[WHAT IS REQUIRED]
Your answer should be every line of the entries that has the string "below" in it.

[GIVEN RECORDS]
-------

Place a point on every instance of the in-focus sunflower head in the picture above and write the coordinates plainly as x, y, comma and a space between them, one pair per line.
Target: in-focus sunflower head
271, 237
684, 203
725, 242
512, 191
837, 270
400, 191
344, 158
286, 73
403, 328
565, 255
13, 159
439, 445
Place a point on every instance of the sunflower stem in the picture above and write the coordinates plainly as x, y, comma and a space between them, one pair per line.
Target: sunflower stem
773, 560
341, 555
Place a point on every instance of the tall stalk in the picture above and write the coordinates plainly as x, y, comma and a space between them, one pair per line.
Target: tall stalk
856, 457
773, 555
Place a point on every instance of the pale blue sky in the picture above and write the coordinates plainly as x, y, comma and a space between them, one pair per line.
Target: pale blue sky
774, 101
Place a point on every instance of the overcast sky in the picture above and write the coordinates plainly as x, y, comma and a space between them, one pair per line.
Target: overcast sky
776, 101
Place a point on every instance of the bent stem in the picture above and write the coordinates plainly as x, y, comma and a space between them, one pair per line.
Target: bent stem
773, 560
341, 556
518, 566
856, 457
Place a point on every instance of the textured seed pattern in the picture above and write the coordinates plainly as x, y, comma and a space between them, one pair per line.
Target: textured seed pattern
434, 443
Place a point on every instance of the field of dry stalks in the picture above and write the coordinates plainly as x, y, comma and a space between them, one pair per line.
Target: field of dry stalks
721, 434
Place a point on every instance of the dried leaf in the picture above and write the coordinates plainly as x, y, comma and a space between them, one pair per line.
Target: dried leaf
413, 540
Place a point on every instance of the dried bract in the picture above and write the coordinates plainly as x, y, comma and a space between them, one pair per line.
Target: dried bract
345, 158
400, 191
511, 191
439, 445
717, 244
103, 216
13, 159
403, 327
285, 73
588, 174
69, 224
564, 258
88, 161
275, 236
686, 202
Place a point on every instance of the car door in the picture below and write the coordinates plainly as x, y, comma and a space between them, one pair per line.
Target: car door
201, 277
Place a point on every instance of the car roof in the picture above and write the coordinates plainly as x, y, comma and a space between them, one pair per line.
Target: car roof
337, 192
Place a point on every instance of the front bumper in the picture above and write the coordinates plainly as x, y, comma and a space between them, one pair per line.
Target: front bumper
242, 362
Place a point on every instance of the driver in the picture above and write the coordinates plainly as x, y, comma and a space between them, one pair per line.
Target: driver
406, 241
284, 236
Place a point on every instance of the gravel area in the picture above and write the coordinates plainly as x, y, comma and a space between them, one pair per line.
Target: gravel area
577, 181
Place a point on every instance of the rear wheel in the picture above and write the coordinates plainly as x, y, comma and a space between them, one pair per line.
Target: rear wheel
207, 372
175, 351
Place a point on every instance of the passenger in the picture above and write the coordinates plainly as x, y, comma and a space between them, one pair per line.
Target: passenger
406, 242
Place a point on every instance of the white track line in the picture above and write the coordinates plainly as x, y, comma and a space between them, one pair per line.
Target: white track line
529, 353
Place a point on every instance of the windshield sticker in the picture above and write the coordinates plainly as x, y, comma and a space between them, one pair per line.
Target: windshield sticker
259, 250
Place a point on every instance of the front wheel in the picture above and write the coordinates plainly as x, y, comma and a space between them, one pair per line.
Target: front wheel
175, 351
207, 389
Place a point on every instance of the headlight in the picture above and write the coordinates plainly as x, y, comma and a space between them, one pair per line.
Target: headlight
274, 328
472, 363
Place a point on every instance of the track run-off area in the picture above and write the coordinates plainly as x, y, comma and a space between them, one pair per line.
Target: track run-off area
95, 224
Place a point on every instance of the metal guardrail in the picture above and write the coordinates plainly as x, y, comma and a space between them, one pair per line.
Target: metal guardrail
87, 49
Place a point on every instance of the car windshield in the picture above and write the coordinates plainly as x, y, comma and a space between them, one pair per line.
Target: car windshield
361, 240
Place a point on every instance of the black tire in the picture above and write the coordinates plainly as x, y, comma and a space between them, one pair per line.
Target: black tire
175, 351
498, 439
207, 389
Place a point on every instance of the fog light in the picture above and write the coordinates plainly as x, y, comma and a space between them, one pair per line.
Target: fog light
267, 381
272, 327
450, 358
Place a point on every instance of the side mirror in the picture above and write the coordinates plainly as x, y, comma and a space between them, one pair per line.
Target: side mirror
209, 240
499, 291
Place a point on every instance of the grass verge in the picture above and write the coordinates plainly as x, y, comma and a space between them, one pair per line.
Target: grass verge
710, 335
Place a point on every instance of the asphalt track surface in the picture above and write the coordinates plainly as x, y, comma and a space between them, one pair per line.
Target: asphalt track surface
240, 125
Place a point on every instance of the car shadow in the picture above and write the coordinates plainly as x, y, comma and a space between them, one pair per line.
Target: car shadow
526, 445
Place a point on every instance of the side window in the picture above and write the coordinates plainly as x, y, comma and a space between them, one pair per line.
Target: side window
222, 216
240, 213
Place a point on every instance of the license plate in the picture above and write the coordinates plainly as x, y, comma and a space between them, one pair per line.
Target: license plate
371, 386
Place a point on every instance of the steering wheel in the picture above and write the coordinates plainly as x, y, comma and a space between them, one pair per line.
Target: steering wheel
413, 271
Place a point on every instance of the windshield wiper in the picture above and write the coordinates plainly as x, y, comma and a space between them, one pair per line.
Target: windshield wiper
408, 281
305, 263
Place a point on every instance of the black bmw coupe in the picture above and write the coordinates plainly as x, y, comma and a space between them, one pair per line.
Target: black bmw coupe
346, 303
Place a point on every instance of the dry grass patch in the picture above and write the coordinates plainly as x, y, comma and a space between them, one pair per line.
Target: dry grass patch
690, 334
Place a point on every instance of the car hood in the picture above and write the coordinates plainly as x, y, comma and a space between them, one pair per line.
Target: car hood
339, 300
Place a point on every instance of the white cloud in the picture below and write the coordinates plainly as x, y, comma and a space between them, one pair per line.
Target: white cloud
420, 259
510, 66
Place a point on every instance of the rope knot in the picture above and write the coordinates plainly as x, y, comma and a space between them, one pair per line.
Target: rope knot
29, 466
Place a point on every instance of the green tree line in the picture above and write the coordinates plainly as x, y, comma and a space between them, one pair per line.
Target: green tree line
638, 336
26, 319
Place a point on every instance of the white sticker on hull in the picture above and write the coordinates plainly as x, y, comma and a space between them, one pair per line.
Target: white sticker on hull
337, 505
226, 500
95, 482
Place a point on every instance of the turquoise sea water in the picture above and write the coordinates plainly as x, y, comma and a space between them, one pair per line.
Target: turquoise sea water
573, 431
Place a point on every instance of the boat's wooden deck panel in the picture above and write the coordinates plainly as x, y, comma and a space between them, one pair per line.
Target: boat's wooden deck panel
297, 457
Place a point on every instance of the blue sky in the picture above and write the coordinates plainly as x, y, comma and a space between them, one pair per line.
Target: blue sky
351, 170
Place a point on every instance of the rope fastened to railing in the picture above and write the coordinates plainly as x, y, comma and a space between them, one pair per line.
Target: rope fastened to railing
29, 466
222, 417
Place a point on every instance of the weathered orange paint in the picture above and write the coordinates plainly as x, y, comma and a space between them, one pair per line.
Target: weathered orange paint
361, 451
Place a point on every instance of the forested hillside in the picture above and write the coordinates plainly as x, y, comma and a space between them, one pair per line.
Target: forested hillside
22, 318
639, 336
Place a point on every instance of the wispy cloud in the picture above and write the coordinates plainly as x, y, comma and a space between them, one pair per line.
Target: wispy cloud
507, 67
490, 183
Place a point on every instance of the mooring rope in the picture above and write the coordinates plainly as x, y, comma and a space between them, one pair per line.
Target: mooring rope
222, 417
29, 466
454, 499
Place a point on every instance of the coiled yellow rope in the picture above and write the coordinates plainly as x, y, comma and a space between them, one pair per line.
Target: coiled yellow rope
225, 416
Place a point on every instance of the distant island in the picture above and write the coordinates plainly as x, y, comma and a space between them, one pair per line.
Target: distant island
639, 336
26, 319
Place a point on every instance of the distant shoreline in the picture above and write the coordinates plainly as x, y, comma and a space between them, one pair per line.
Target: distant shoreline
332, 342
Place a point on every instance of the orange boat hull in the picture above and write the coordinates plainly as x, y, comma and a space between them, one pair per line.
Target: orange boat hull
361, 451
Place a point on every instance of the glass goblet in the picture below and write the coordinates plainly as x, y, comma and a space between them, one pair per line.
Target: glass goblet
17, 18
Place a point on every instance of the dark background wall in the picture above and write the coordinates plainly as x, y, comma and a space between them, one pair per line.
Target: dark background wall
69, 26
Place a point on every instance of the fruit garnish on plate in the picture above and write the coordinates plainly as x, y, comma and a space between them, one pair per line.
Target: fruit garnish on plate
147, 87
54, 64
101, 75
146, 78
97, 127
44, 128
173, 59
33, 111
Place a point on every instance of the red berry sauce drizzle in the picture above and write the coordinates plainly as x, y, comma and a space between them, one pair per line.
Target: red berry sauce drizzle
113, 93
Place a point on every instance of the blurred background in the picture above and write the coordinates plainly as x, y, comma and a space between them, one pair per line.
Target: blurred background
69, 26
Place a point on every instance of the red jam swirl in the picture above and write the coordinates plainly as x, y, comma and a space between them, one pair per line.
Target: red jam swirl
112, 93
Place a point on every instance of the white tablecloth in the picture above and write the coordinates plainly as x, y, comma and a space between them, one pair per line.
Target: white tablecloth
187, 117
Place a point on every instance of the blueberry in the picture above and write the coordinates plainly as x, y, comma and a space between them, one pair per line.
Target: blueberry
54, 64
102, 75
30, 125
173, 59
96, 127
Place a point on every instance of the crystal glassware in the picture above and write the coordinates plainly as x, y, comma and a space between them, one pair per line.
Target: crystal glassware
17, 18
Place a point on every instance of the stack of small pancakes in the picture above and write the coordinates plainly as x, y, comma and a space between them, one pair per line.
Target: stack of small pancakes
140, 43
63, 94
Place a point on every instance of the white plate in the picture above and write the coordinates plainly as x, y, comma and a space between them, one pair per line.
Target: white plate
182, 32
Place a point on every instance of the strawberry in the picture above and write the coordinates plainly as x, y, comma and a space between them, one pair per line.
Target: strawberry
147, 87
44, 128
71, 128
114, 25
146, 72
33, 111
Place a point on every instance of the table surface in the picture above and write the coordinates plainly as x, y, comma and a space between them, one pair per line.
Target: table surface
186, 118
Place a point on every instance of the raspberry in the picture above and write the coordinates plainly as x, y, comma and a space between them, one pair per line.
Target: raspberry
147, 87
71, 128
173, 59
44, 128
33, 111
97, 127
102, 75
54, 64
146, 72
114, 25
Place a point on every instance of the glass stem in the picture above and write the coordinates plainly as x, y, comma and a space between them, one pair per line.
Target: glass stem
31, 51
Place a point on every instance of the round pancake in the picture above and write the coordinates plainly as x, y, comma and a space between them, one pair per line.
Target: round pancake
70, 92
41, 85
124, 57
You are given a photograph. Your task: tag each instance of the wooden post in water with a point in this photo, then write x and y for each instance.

-------

[RESULT]
Place a point on every instance of the car door in the picture below and write the coordinates plainly as x, y, comma and a space between them, one pair per line.
Place a point on every instance of the white cloud in the picture below and write the coordinates plainly as x, y, comma and a space between them, one pair per line.
Place a point on every instance of the glass goblet in the picture below and write the coordinates plainly as x, y, comma and a space between them, one pair per line.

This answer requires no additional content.